● **Work instruction**
The answer must consist solely of the line that contains "Target: diamond ring" and all subsequent lines of the data, each reproduced exactly.
☆ ☆ ☆ ☆ ☆ ☆ ☆
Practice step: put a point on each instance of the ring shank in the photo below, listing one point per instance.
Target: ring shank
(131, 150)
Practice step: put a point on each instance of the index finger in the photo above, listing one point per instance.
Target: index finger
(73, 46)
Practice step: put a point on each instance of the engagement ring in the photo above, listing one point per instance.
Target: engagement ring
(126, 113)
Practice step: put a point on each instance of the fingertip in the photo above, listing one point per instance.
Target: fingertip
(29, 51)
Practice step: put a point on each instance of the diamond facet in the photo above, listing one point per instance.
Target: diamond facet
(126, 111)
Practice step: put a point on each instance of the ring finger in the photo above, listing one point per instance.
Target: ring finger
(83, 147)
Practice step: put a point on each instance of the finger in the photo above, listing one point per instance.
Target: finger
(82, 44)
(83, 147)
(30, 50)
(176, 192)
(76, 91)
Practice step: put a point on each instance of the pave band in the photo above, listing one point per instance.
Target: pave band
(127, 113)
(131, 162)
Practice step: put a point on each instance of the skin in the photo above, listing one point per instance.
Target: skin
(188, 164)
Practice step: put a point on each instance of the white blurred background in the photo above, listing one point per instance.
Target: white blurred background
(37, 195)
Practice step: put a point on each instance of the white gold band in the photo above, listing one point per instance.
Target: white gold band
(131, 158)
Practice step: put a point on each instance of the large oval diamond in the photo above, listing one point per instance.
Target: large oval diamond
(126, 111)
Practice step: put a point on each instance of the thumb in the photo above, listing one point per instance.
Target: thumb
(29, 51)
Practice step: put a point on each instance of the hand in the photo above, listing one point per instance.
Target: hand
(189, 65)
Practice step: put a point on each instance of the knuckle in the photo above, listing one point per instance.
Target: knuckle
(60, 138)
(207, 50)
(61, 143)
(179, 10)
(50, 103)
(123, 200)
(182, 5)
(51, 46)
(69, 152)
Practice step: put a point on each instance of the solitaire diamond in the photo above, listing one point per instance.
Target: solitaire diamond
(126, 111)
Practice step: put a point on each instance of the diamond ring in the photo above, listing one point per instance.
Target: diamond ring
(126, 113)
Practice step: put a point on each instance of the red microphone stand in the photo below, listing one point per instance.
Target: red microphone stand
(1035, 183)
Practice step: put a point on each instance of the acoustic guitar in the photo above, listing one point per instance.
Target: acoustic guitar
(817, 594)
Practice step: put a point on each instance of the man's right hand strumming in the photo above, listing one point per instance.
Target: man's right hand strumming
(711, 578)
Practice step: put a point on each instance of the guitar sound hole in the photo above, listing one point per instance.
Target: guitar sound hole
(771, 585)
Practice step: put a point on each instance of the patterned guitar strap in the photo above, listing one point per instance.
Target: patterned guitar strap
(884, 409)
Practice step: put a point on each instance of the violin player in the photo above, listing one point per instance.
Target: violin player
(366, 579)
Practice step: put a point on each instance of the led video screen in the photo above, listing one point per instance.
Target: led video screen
☆ ☆ ☆ ☆ ☆ ☆ ☆
● **Expected answer**
Target: diamond ring
(126, 113)
Practice step: put a point on each instance of the red microphone stand in the photo below, listing one point per instance.
Target: red microphone stand
(1035, 183)
Practice step: put a point on each instance of the acoustic guitar in the photo above, listing one point per instance.
Target: acoustic guitar
(817, 594)
Practice step: put a point on each instance of the man's right hand strumming in the photo above, listing one point per instance.
Target: man's right hand strumming
(711, 578)
Practice step: put a point on each instance of the guitar sound hole in the photo above, listing one point per instance.
Target: guitar sound hole
(771, 585)
Practice step: put a point on each instance of the patterned guitar strap in the photo above, listing one point per instance.
Target: patterned guitar strap
(884, 409)
Practice step: put a point on each instance of the violin player in the photo above, listing one point per instance.
Target: violin player
(366, 579)
Practice step: put a point on each instance of the led video screen in the photo above, listing one point per instance.
Target: led video screen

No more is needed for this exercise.